Written instruction 1:
Reproduce the baseball awards announcement below word for word, in full.

** start of Document text **

DALLAS (NCBWA) Nine of college baseball's finest student-athletes have been named 2010 National Collegiate Baseball Writers of America District Players of the Year, as the NCBWA announced these 11th annual awards today.
The 2010 NCBWA District Players of the Year are District I: 3B/RP Joe Leonard (Pittsburgh); District II: SS Jedd Gyorko (West Virginia); District III: C Yasmani Grandal (Miami, Fla.); District IV: SP Anthony Meo (Coastal Carolina); District V: OF Alex Dickerson (Indiana); District VI: OF Aaron Senne (Missouri); District VII: 3B Anthony Rendon (Rice); District VIII: C-1B-DH C.J. Cron (Utah); District IX: 2B Zack MacPhee (Arizona State).
Last year's District standouts included eventual Dick Howser Trophy recipient and Washington Nationals' pitching phenom Stephen Strasburg of San Diego State, West Virginia SS Jedd Gyorko, consensus All-America 3B Anthony Rendon of Rice, and OF Kent Matthes of Alabama, among others. Rendon is the only repeater from the 2009 NCBWA District selections.

** end of Document text **
** start of Record extracts **

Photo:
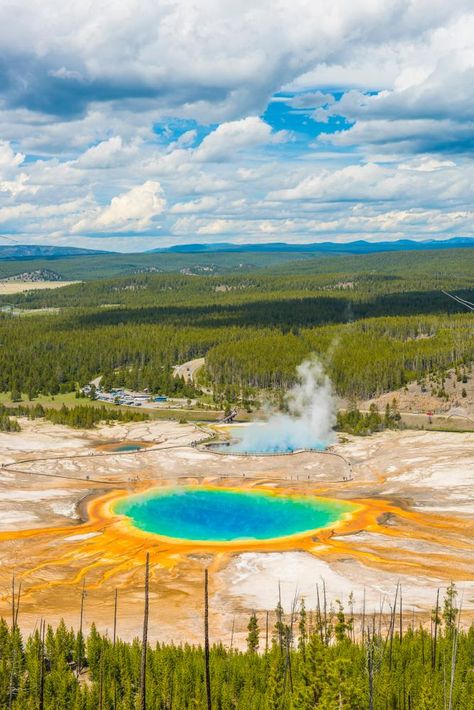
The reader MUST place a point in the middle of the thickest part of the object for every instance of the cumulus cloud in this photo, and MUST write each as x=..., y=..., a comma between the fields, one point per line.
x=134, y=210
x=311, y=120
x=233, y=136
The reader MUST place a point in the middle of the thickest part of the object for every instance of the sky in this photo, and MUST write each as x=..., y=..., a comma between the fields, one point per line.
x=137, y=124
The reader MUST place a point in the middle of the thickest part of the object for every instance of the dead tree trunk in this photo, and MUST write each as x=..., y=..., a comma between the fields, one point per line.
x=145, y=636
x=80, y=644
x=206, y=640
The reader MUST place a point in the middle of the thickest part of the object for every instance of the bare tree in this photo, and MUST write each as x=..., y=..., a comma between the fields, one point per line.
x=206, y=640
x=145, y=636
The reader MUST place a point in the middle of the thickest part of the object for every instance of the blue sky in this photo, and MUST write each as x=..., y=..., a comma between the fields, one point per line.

** end of Record extracts **

Written instruction 2:
Gather every line from the entries above that contains the word "place".

Expected answer 1:
DALLAS (NCBWA) Nine of college baseball's finest student-athletes have been named 2010 National Collegiate Baseball Writers of America District Players of the Year, as the NCBWA announced these 11th annual awards today.
The 2010 NCBWA District Players of the Year are District I: 3B/RP Joe Leonard (Pittsburgh); District II: SS Jedd Gyorko (West Virginia); District III: C Yasmani Grandal (Miami, Fla.); District IV: SP Anthony Meo (Coastal Carolina); District V: OF Alex Dickerson (Indiana); District VI: OF Aaron Senne (Missouri); District VII: 3B Anthony Rendon (Rice); District VIII: C-1B-DH C.J. Cron (Utah); District IX: 2B Zack MacPhee (Arizona State).
Last year's District standouts included eventual Dick Howser Trophy recipient and Washington Nationals' pitching phenom Stephen Strasburg of San Diego State, West Virginia SS Jedd Gyorko, consensus All-America 3B Anthony Rendon of Rice, and OF Kent Matthes of Alabama, among others. Rendon is the only repeater from the 2009 NCBWA District selections.

Expected answer 2:
The reader MUST place a point in the middle of the thickest part of the object for every instance of the cumulus cloud in this photo, and MUST write each as x=..., y=..., a comma between the fields, one point per line.
The reader MUST place a point in the middle of the thickest part of the object for every instance of the sky in this photo, and MUST write each as x=..., y=..., a comma between the fields, one point per line.
The reader MUST place a point in the middle of the thickest part of the object for every instance of the dead tree trunk in this photo, and MUST write each as x=..., y=..., a comma between the fields, one point per line.
The reader MUST place a point in the middle of the thickest part of the object for every instance of the bare tree in this photo, and MUST write each as x=..., y=..., a comma between the fields, one point per line.
The reader MUST place a point in the middle of the thickest part of the object for every instance of the blue sky in this photo, and MUST write each as x=..., y=..., a comma between the fields, one point per line.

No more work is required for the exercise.